**PROBLEM 1**
List every job or position that the app discussion below names as an example when weighing which work suits shift selection.
**PROBLEM 2**
According to the app discussion below, when does the writer expect the company to begin promoting the app to its current customers?
**PROBLEM 3**
Translate this sentence from the app discussion below into Spanish: "I don't think the services are meant for everyone."

**SOURCE TEXT**

↓↓↓

Yes, the app is still being developed. The early version referenced in the SA article was quite pathetic. I think I remember them mentioning getting it put on apple store as a test of concept sort of thing then slowly add functionality over time. It will take a while to get it fully functional and some time to build a user base. My guess is once they have the app functioning as they want it they will start promoting it to their base of current customers. I will be curious to hear what progress has been made when they report earnings this week.

Sixth, another point which the shorts made, is that someone who worked in one restaurant, can’t just come in and work a shift in the kitchen of another restaurant, for instance, without any training in their menu, etc.

This is very true and something I have grappled with in my mind for a while as well. I don’t think the services are meant for everyone. I think the shift selection is more for like for like jobs that does not require a lot of location specific knowledge. A wait staff job may be a good fit as well as a room cleaning jobs in a hotel. Not all jobs will be a good fit. As you mentioned a chef position would not be a good candidate because there is a lot of location specific knowledge.

↑↑↑

**EXTRACTED INFORMATION**
↓↓↓

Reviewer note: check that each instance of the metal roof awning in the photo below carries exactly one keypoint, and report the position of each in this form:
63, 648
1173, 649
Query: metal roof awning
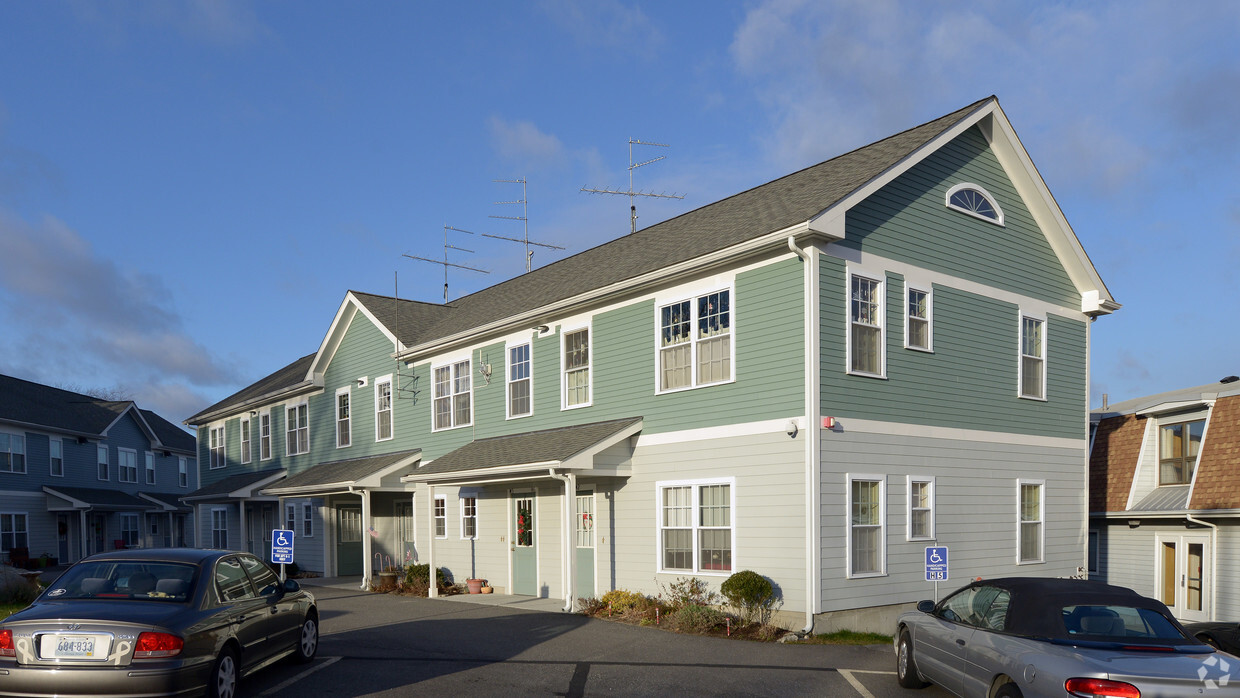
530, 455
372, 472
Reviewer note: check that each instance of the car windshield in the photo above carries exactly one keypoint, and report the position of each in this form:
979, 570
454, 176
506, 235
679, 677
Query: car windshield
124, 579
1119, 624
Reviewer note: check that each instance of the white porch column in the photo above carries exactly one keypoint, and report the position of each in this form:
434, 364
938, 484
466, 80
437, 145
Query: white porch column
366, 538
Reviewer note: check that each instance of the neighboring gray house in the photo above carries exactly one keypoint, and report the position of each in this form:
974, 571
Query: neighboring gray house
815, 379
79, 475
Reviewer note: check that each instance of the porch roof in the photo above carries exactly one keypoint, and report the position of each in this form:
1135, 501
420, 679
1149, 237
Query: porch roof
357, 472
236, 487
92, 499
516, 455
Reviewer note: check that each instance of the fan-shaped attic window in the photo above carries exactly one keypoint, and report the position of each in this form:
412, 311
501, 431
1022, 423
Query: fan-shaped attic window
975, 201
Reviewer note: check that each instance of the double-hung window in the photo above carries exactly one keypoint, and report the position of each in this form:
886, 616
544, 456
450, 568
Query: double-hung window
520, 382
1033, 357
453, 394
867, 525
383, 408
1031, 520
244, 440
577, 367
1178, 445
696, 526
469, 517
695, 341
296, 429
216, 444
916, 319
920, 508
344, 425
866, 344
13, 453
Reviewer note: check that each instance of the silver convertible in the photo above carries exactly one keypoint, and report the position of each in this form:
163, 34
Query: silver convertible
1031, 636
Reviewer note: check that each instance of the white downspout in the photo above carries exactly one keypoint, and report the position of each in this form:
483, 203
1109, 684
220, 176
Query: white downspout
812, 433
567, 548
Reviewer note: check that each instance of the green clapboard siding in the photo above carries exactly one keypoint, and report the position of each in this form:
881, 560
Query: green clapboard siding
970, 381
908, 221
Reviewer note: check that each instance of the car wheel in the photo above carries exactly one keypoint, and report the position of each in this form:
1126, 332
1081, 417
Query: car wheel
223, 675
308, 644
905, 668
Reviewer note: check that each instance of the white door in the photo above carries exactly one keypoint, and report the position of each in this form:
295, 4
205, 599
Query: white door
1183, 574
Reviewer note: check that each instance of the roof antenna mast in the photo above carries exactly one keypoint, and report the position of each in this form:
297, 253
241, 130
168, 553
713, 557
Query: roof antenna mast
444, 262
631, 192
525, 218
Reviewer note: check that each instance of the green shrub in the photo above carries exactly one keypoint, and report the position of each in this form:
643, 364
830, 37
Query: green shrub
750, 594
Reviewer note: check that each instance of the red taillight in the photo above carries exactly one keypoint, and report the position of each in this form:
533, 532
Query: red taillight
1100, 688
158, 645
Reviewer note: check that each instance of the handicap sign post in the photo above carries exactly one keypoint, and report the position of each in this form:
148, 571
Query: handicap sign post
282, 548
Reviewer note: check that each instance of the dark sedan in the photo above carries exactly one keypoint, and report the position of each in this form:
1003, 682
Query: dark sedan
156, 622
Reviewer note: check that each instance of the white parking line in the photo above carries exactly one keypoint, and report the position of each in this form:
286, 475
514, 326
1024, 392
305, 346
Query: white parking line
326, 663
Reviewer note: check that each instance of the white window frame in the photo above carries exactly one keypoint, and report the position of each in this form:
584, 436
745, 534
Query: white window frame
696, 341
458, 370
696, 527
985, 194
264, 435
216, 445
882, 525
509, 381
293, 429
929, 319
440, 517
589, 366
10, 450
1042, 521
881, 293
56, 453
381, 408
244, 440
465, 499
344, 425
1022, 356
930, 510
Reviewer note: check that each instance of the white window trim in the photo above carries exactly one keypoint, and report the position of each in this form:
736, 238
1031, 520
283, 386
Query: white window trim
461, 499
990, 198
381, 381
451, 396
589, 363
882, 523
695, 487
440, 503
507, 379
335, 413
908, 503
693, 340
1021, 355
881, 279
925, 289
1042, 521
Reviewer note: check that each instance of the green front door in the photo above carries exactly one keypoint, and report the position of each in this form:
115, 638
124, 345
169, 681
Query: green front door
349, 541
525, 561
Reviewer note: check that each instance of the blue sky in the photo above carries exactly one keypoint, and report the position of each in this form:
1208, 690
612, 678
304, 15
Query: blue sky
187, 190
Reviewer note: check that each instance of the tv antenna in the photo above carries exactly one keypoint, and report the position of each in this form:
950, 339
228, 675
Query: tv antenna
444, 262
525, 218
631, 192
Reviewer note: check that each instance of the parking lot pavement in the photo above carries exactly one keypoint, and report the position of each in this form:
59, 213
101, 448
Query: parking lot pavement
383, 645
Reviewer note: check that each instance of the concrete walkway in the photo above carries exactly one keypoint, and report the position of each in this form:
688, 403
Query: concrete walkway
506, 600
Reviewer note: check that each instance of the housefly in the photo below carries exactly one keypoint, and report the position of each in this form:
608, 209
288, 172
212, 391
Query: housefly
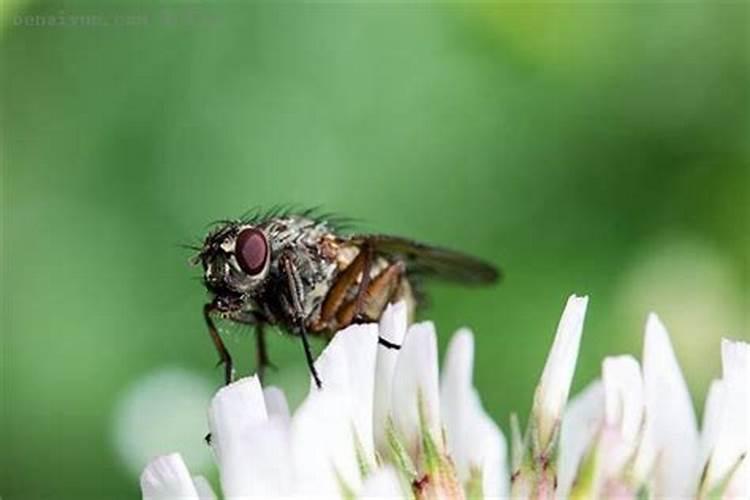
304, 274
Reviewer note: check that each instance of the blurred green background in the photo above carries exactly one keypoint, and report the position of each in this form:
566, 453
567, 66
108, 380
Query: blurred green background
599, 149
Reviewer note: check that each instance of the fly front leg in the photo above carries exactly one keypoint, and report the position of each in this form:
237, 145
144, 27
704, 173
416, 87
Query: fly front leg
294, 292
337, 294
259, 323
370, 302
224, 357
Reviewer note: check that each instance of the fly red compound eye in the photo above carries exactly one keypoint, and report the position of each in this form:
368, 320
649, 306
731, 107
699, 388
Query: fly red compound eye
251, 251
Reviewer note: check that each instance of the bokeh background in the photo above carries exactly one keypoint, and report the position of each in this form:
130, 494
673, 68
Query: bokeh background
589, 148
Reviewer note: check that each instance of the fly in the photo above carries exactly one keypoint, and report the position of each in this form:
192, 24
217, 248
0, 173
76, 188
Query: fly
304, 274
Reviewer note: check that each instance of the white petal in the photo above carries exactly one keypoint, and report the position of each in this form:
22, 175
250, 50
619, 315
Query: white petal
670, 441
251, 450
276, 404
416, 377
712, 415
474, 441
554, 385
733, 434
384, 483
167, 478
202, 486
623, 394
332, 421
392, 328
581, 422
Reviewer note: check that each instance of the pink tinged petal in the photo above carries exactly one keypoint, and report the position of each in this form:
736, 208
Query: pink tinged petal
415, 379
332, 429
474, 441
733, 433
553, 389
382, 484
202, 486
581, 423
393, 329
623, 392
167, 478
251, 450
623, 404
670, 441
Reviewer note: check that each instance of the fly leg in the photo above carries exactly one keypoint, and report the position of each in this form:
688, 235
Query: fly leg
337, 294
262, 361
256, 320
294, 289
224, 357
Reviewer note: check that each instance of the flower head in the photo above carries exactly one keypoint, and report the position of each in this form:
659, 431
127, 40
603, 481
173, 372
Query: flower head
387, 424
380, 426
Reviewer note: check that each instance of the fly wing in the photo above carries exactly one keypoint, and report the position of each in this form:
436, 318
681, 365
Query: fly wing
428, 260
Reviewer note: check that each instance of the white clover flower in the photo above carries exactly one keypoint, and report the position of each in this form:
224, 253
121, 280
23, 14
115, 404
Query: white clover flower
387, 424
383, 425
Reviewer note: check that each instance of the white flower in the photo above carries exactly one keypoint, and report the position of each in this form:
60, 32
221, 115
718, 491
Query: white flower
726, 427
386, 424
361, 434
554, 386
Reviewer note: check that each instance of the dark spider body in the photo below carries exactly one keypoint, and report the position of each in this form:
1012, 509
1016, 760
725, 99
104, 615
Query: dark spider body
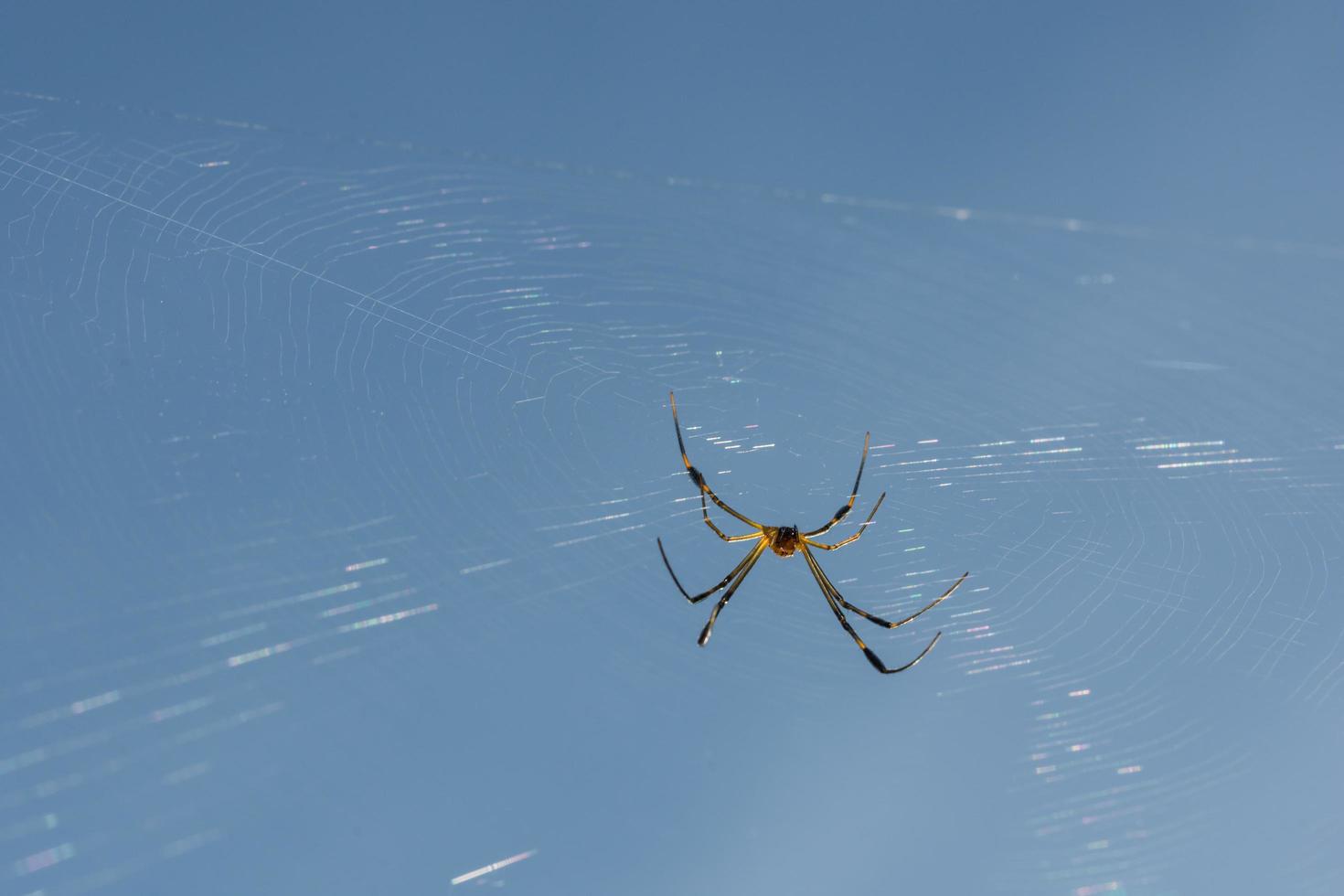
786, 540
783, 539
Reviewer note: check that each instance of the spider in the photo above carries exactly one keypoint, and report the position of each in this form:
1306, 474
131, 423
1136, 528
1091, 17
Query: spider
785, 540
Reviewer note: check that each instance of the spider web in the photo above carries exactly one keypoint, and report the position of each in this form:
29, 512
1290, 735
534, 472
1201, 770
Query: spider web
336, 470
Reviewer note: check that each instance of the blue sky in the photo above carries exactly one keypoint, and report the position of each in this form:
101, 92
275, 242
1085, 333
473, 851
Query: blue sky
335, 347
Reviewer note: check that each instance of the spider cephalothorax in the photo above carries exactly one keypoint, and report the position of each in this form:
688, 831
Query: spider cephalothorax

↑↑↑

**YOUR SOLUTION 1**
- A wait staff job
- A room cleaning job in a hotel
- A chef position

**YOUR SOLUTION 2**
Once the company has the app functioning as it wants.

**YOUR SOLUTION 3**
No creo que los servicios estén pensados para todo el mundo.